(Detection annotation records)
::::::::::

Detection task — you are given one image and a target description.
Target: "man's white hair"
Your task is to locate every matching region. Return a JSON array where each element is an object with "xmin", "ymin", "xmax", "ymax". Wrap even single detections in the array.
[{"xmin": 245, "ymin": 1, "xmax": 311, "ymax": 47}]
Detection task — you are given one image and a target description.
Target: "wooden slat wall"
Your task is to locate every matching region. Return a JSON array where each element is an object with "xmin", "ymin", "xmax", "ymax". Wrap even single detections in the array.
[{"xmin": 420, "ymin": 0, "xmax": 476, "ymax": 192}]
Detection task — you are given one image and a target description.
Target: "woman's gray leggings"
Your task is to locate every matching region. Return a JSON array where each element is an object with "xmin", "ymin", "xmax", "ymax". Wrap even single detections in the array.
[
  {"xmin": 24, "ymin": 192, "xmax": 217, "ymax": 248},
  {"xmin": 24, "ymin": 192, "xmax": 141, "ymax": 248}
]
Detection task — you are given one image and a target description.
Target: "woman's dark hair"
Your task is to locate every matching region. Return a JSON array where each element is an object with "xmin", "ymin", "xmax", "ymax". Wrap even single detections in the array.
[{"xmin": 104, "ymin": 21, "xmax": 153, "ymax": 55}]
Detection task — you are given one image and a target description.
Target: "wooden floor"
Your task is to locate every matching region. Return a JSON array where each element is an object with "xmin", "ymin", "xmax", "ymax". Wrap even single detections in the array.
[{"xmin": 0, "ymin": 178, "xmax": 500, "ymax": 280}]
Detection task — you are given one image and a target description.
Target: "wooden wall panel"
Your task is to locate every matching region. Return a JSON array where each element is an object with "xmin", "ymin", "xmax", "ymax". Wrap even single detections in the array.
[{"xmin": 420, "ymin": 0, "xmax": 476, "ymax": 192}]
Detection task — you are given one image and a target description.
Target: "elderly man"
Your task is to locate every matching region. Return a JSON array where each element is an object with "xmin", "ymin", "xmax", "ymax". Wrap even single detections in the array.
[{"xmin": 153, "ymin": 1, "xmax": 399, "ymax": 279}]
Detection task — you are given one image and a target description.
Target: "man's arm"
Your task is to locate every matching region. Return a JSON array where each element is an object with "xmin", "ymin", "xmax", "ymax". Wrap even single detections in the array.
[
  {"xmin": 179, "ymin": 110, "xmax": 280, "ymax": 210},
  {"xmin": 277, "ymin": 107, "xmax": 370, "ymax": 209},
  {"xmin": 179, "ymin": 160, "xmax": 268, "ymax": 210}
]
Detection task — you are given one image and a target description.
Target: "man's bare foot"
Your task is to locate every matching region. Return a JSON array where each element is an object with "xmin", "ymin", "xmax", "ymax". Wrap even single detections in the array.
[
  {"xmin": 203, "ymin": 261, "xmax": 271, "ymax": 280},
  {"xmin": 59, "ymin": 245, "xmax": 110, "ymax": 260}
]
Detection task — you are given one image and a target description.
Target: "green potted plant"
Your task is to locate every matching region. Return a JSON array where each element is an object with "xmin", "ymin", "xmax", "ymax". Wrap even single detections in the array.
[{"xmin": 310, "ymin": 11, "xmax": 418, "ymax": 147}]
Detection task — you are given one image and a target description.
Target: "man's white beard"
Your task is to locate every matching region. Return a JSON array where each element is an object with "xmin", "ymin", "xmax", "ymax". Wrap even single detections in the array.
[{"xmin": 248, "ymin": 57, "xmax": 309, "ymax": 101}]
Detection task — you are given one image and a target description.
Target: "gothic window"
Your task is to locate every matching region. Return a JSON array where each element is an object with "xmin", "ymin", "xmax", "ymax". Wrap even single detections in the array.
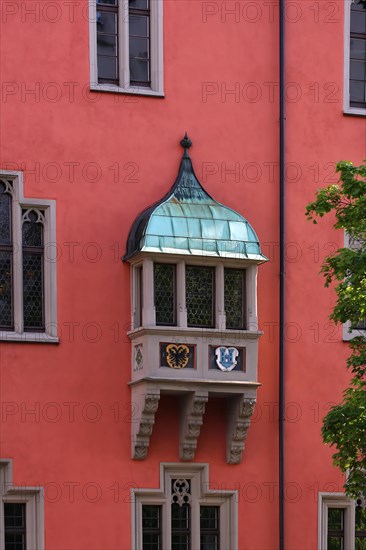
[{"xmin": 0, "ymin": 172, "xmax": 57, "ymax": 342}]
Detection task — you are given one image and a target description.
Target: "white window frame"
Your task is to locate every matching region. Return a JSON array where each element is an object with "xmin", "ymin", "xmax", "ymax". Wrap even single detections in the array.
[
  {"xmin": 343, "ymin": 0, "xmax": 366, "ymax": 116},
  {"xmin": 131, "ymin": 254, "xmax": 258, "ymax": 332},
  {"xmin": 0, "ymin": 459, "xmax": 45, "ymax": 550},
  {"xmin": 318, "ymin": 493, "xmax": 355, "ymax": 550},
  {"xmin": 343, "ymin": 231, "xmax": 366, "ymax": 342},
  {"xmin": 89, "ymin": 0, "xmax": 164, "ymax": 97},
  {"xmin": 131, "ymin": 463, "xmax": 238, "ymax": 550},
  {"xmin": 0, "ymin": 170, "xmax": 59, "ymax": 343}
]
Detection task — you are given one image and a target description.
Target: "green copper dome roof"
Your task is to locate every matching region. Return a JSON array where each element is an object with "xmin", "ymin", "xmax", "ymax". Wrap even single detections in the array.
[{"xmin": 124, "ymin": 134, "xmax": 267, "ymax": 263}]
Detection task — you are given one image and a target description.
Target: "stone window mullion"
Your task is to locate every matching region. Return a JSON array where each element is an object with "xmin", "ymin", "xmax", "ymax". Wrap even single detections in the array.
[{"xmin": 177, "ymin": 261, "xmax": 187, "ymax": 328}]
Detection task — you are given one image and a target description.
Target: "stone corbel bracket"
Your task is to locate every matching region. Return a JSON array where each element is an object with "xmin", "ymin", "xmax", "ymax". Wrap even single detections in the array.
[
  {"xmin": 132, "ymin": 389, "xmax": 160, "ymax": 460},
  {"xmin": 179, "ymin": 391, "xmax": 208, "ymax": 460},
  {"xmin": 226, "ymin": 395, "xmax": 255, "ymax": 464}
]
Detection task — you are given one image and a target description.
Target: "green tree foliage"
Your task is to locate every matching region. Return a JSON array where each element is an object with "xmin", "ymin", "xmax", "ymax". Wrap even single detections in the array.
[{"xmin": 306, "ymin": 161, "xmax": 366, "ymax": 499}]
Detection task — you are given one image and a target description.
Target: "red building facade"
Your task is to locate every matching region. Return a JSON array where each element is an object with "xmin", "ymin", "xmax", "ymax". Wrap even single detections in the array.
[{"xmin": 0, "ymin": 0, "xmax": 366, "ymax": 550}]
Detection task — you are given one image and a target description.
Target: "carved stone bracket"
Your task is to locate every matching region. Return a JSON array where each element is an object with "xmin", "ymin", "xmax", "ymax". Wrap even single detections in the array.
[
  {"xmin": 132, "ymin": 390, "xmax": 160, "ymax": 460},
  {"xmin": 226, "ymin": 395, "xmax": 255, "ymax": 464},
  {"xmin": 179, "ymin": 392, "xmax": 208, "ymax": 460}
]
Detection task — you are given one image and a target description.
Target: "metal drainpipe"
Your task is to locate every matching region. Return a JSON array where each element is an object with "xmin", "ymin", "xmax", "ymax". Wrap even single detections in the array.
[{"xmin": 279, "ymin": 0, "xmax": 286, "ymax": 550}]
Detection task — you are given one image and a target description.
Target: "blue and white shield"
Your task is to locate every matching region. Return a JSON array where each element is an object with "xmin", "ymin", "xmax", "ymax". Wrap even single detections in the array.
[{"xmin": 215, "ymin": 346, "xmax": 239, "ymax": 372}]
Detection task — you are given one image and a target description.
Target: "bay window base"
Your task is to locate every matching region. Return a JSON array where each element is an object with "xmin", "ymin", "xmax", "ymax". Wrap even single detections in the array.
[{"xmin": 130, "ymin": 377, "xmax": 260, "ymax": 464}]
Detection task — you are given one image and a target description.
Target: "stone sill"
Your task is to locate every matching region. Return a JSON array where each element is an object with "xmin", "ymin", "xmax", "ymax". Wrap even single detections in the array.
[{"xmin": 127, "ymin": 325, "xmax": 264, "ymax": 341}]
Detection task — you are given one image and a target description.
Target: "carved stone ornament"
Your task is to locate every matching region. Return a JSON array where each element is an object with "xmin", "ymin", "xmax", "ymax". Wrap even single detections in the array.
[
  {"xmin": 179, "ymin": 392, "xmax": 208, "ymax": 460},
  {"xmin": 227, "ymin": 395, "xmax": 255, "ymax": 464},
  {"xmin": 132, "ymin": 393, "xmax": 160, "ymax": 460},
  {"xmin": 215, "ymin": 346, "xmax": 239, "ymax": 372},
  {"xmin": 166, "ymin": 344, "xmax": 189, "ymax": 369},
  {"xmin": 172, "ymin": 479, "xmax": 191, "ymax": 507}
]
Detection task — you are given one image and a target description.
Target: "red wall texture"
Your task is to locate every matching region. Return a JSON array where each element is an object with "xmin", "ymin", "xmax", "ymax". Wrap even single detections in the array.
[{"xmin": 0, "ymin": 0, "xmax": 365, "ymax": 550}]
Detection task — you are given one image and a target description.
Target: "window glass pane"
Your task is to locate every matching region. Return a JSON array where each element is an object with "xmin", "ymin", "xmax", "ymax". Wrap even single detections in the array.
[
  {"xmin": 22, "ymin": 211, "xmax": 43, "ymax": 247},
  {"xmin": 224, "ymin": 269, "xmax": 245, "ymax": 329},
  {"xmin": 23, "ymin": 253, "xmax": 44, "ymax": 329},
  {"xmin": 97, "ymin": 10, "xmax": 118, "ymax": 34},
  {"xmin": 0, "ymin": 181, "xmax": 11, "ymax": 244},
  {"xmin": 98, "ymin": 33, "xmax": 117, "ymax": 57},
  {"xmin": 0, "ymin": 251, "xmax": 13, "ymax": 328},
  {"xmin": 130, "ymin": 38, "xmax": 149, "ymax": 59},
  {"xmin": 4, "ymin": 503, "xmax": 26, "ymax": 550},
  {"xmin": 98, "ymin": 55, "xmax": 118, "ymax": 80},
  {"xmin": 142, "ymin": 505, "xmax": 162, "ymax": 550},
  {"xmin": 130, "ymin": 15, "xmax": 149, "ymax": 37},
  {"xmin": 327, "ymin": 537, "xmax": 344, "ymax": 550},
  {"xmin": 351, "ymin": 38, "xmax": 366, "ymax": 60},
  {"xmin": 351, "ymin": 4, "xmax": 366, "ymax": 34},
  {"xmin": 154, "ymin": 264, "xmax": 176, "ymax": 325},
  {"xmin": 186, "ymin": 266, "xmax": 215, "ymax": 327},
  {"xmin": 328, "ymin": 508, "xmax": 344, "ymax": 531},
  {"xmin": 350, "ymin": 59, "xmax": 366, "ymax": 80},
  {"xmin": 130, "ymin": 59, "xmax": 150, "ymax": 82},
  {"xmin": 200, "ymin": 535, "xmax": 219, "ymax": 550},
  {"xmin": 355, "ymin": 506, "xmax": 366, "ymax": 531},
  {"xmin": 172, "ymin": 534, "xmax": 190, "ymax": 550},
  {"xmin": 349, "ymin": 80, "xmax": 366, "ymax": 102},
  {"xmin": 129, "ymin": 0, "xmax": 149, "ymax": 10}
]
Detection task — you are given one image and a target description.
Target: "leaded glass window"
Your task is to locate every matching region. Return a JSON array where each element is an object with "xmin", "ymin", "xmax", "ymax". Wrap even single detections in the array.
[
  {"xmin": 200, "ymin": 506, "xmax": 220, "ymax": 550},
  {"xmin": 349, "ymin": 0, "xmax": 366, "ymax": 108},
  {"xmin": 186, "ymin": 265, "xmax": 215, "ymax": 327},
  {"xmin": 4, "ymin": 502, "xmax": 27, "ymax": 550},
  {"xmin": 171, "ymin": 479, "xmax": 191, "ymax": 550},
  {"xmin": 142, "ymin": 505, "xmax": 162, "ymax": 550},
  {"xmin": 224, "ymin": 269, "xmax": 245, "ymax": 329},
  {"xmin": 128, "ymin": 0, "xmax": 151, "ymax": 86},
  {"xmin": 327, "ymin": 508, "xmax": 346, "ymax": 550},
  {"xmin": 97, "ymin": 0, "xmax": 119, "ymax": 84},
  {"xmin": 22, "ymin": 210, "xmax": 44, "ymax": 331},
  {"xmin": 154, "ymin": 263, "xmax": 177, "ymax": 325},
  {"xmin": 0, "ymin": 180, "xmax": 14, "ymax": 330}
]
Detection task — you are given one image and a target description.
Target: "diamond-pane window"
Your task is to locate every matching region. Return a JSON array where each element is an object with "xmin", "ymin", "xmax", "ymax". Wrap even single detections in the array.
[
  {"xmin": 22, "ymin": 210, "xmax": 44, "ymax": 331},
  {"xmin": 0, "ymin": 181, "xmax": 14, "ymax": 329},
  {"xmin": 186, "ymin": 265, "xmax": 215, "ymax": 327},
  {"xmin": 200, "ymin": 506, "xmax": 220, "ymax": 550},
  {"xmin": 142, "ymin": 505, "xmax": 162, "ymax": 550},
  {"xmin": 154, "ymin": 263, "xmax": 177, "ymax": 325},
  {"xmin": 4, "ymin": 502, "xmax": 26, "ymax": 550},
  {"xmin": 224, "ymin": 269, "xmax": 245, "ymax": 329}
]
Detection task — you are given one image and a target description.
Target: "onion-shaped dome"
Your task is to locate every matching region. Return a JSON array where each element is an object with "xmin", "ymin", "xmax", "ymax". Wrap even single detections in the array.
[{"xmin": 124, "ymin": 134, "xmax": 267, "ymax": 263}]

::::::::::

How many lines in the rows above contain the string "carved", with case counting? Give only the number.

▶ **Response to the exercise**
2